## SELECTION
/---
# It's just not fair.....



## onemac (Dec 15, 2011)

1. Switch on machine - leave for an hour

2. Steam some water and purge brew head of steam

3. 15g in the (pressurised) basket tamped fairly hard

4. Brew switch light off - flick switch

5. 27 seconds later, just over 2fl oz of espresso

6. Taste

Repeat stages 2-6 and taste again. Ah-ha, best double shot yet







Set shot down on breakfast bar and clean basket/machine. Switch off.

Cat then jumps up on the counter and spills shot









Twenty five quids worth of coffee, hours and hours spent watching vids/reading forums and much blood/sweat/tears to get to this point and the faffing cat..........

Al (disgruntled and heading into Christies Deli in Elgin for an espresso)


----------



## fatboyslim (Sep 29, 2011)

Your cat clearly views your espresso machine as a rival for your affections.

If your grinder (when you get it) is really loud, that might act as a deterrent.


----------



## MikeHag (Mar 13, 2011)

Cats... it's all about them.


----------



## wastedhours (Jan 2, 2012)

The cat got the crema... *badumtish*


----------



## MonkeyHarris (Dec 3, 2010)

Done this loads of times myself without the aid of a moggy. Just heavy handed. The worst one was when I spilt a double on top of my Silvia and the espresso was coming out of places it shouldn't have been. That took a while to clean up. I now neck the shot before knocking the puck out (less than a minute).


----------



## brun (Dec 26, 2011)

finally getting the timing right then, how have you managed it ?


----------



## DonRJ (Apr 3, 2010)

I have had mismatched shot glasses for a while now due to the cat doing a stylish pirouette over the Silvia and flicking a glass off onto the floor.


----------



## onemac (Dec 15, 2011)

brun said:


> finally getting the timing right then, how have you managed it ?
\---
## DATA EXTRACT
/---
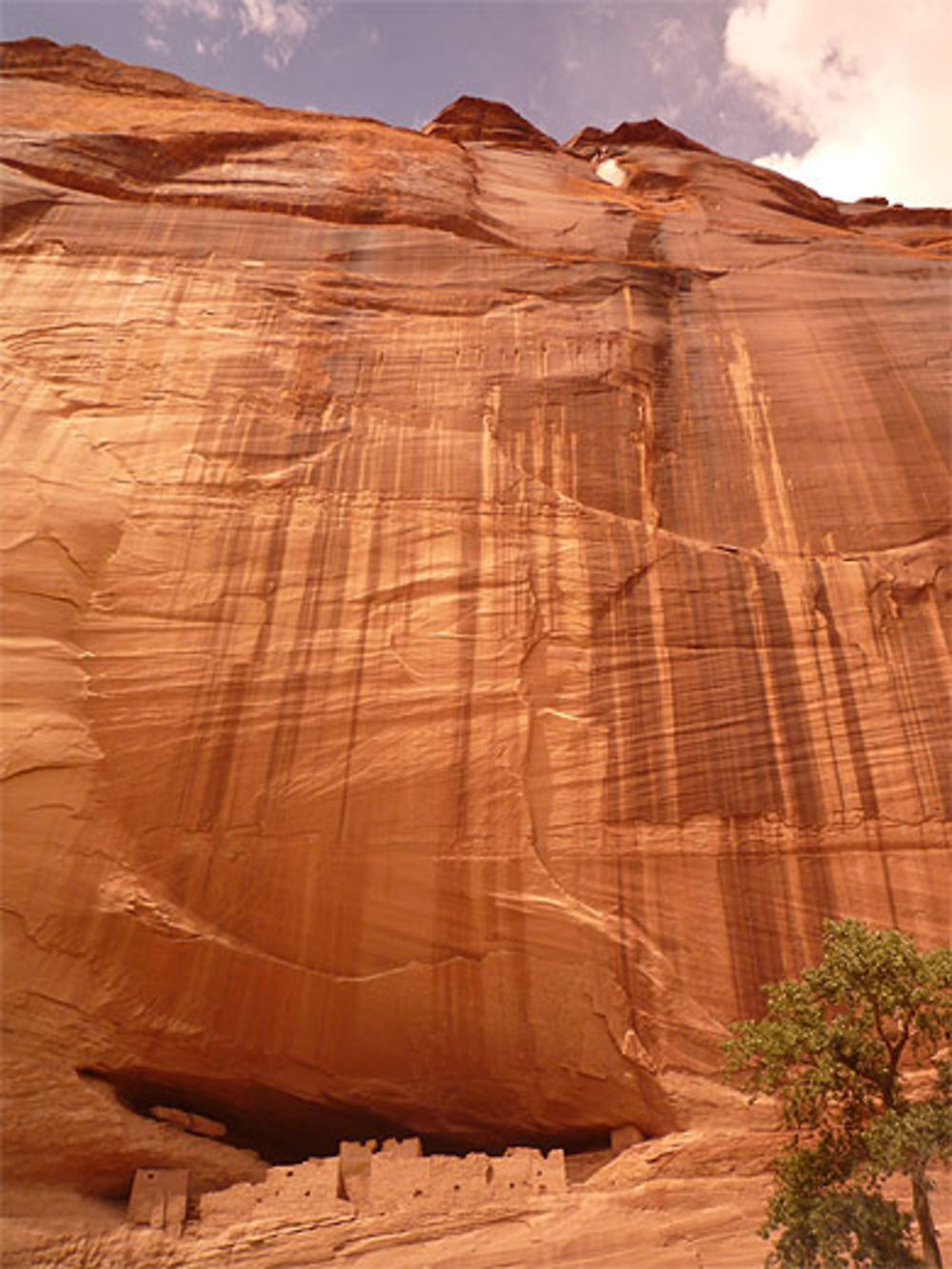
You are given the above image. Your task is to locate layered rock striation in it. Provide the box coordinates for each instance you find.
[1,41,952,1213]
\---
## WHAT YOU WILL DO
1. Copy out the espresso thread starting with "Twenty five quids" and going on through "for an espresso)".
2. In one to three sentences, explain why DonRJ has had mismatched shot glasses, according to the espresso thread.
3. Answer these questions from the espresso thread, one a line:
(a) How many grams went into the pressurised basket?
(b) Where was Al heading for an espresso after the cat spilled the shot?
(c) What did MonkeyHarris spill a double on top of?

## SOLUTION LIST
1.
Twenty five quids worth of coffee, hours and hours spent watching vids/reading forums and much blood/sweat/tears to get to this point and the faffing cat..........

Al (disgruntled and heading into Christies Deli in Elgin for an espresso)

2. DonRJ's cat did a stylish pirouette over the Silvia and flicked a glass off onto the floor.

3.
(a) 15g
(b) Christies Deli in Elgin
(c) A Silvia